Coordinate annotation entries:
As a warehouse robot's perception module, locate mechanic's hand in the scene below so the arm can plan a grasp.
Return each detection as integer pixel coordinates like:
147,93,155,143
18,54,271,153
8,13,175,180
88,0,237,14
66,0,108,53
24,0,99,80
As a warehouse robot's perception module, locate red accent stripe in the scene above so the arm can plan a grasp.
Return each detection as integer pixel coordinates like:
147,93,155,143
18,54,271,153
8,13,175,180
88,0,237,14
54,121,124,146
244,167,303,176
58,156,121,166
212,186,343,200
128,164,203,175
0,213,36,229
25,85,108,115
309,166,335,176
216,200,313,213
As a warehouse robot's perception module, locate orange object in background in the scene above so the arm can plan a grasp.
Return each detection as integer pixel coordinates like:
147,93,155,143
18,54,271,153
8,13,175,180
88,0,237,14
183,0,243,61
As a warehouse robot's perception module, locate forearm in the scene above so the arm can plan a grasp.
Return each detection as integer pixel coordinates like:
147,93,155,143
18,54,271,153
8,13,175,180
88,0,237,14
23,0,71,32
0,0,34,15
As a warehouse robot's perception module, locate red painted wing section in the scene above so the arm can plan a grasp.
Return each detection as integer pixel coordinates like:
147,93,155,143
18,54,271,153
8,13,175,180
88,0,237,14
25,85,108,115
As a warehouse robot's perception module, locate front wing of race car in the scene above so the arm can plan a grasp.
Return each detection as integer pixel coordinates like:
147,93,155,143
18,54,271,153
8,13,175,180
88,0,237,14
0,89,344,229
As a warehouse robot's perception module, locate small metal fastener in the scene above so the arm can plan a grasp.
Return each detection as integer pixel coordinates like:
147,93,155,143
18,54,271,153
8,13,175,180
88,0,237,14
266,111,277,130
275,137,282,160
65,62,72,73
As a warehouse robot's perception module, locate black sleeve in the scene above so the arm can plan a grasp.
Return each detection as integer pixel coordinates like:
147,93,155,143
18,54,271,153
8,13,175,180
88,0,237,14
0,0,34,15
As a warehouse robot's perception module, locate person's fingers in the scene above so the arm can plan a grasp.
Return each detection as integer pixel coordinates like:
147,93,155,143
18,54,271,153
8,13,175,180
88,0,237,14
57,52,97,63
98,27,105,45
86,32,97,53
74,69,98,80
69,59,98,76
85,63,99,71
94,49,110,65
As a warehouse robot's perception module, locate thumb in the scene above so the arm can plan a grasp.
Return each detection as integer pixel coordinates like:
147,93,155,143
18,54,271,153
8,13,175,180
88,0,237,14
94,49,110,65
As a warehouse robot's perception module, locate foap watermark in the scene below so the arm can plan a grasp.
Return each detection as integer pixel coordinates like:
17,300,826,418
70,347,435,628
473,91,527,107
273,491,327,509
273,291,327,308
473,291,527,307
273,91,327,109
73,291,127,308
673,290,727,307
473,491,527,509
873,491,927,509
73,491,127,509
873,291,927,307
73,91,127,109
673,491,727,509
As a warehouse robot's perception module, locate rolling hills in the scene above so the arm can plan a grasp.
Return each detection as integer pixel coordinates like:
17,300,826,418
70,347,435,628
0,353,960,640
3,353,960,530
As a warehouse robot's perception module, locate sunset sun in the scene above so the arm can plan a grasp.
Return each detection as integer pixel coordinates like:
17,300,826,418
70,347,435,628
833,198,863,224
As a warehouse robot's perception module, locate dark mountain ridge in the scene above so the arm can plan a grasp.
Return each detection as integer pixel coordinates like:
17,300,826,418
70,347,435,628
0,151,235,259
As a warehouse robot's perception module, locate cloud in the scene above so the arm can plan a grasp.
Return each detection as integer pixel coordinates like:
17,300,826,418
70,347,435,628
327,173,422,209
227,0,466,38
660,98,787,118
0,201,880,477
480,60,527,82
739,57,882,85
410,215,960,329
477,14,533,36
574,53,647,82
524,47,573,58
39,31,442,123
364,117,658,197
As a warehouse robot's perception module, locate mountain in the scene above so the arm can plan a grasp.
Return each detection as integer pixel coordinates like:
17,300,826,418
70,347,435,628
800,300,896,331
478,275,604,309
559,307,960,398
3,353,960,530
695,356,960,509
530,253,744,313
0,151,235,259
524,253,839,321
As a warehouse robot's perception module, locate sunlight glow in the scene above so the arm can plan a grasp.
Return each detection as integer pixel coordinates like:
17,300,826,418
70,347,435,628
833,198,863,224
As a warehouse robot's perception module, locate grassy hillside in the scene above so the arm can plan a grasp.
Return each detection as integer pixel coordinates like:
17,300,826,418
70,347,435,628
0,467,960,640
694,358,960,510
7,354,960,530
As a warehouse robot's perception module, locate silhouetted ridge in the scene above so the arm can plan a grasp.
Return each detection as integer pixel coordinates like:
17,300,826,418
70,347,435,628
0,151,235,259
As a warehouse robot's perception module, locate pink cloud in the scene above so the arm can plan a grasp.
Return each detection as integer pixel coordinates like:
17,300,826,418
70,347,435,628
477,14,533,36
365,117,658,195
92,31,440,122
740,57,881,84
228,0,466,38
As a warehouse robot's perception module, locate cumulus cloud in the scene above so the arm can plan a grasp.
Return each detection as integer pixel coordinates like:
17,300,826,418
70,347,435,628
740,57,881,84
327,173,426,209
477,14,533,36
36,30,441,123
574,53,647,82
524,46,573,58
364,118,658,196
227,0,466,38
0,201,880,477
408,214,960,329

▶ **PROBLEM DESCRIPTION**
Copy out each line of the material above without any alteration.

▶ **EXERCISE SOLUTION**
As a warehouse robot's perception module, locate mechanic's hand in the scene below so the arm can plan a grasp.
Return each detection as integer pixel coordinates like:
147,93,155,143
18,54,271,153
8,13,175,180
88,0,237,14
66,0,108,53
24,0,99,80
As a warehouse robot's perception module, locate red accent stripe in the scene above so the arm can plan a grasp.
Return each detection as integer pixel coordinates like:
147,93,155,143
18,54,271,153
8,13,175,180
88,0,237,14
54,121,124,146
244,167,303,176
58,156,121,166
212,186,343,200
128,164,203,175
0,213,36,229
25,85,108,115
309,166,335,176
216,200,313,213
As a warehouse robot's perception module, locate orange object in background in the scene above so the arm can plan a grasp.
Return each detection as integer pixel coordinates like:
147,93,155,143
18,54,271,153
8,13,175,180
88,0,237,14
183,0,243,61
As a warehouse robot's perception module, locate forearm in the scene above so the arm can plan a grasp.
Return each detection as integer pixel coordinates like:
147,93,155,143
18,54,271,153
8,13,175,180
88,0,237,14
23,0,71,32
0,0,34,15
As a warehouse robot's perception module, locate red painted wing section in the scene above so the arm can plan a grasp.
Return each detection as integer pixel coordinates like:
147,93,155,143
18,54,271,153
8,13,175,180
88,0,237,14
25,85,108,115
As a warehouse robot's perception module, locate front wing of race car in the scene above so the arm can plan a grasp.
Return each detection as integer pixel coordinates like:
147,93,155,143
18,54,271,153
8,13,175,180
88,0,237,14
0,89,344,229
As a warehouse robot's perception module, locate small metal fastener in the scene above so the arm can plan a grasp.
Return each detection as integer pixel coordinates like:
147,93,155,143
18,54,271,153
8,13,175,180
88,0,237,14
266,111,277,130
275,137,282,160
65,62,72,73
As a warehouse robot's perception module, locate black sleeve in the scene above so the arm can plan a grasp.
Return each detection as integer pixel coordinates like:
147,93,155,143
18,54,271,153
8,13,175,180
88,0,237,14
0,0,34,15
As a warehouse robot's perception module, locate person's fingers in the scene above so the arm can plan a grasp.
Return each detection as integer pixel coordinates like:
147,93,155,143
18,54,271,153
8,13,175,180
88,0,237,14
57,52,97,63
98,27,105,45
86,32,97,53
74,69,98,80
69,59,98,76
85,63,99,71
94,49,110,65
As a warehouse robot's perception module, locate thumb in the scene above so the arm can plan a grasp.
Return each detection as integer pixel coordinates like:
147,93,155,143
18,54,271,153
8,13,175,180
88,0,237,14
94,49,110,65
As a warehouse robot's perception module, locate foap watermark in the scene below so the arm can plan a grasp.
Return each detection as integer pixel coordinates like:
17,300,826,418
70,347,435,628
473,91,527,107
273,491,327,509
273,291,327,308
473,291,527,307
273,91,327,109
73,291,127,308
673,290,727,307
473,491,527,509
873,491,927,509
73,491,127,509
873,291,927,307
73,91,127,109
673,491,727,509
As a warehouse robot's perception module, locate rolling hills in the scene above so the arm can plan a grasp.
Return each detection as integer pixel coordinates like:
17,300,826,418
70,347,435,628
0,353,960,640
3,353,960,530
As a warehouse robot's perception module, locate sunset sun in the scene above so the arm can plan a grasp.
Return each detection as integer pixel coordinates like:
17,300,826,418
70,347,435,628
833,198,863,224
As a warehouse robot's perception module, locate dark mountain ridge in the scene above so the arm can plan a grasp.
Return each detection as integer pixel coordinates like:
17,300,826,418
70,347,435,628
0,151,235,259
As a warehouse robot's perception module, locate cloud in the scene above so the arm can plan a grasp.
Return each detection as integer pixel coordinates like:
17,300,826,418
70,347,435,628
327,173,422,209
227,0,466,38
660,98,787,118
0,201,880,477
480,60,527,82
739,57,882,85
410,215,960,329
477,14,533,36
574,53,647,82
524,47,573,58
39,31,442,123
364,117,658,197
As a warehouse robot's perception module, locate mountain in the scene above so the arm can plan a grasp.
Return each detection as integer pixel coordinates like:
17,300,826,418
70,347,435,628
800,300,896,331
478,275,604,309
559,307,960,398
3,353,960,530
695,356,960,509
530,253,744,313
0,151,235,259
524,253,839,321
As a warehouse robot's perception module, locate sunlight glow in the scene above so the arm can plan a grasp.
Return each detection as integer pixel coordinates like:
17,300,826,418
70,347,435,628
833,198,863,224
As a warehouse robot's perception module, locate grassy hillside in the scene above so the arm can plan a grasp.
Return each detection as integer pixel coordinates like:
17,300,826,418
70,347,435,628
0,467,960,640
694,358,960,510
7,354,960,530
As a warehouse robot's perception module, locate silhouetted ridge in the scene above so the arm can plan a grasp.
Return each detection as integer pixel coordinates like:
17,300,826,418
70,347,435,628
0,151,235,259
As a warehouse robot's perception module, locate pink cloud in the scene above so the arm can plan a grasp.
Return each detection as integer pixel coordinates like:
17,300,826,418
70,347,435,628
477,14,533,36
365,117,658,195
92,31,440,122
740,57,881,84
228,0,466,38
As a warehouse robot's perception module, locate cumulus cloud in the scene above so the arm can plan a grasp.
Return each detection as integer pixel coordinates like:
17,300,826,418
70,347,435,628
740,57,881,84
327,173,426,209
477,14,533,36
36,30,441,123
574,53,647,82
524,46,573,58
364,118,658,196
227,0,466,38
0,201,880,477
408,214,960,329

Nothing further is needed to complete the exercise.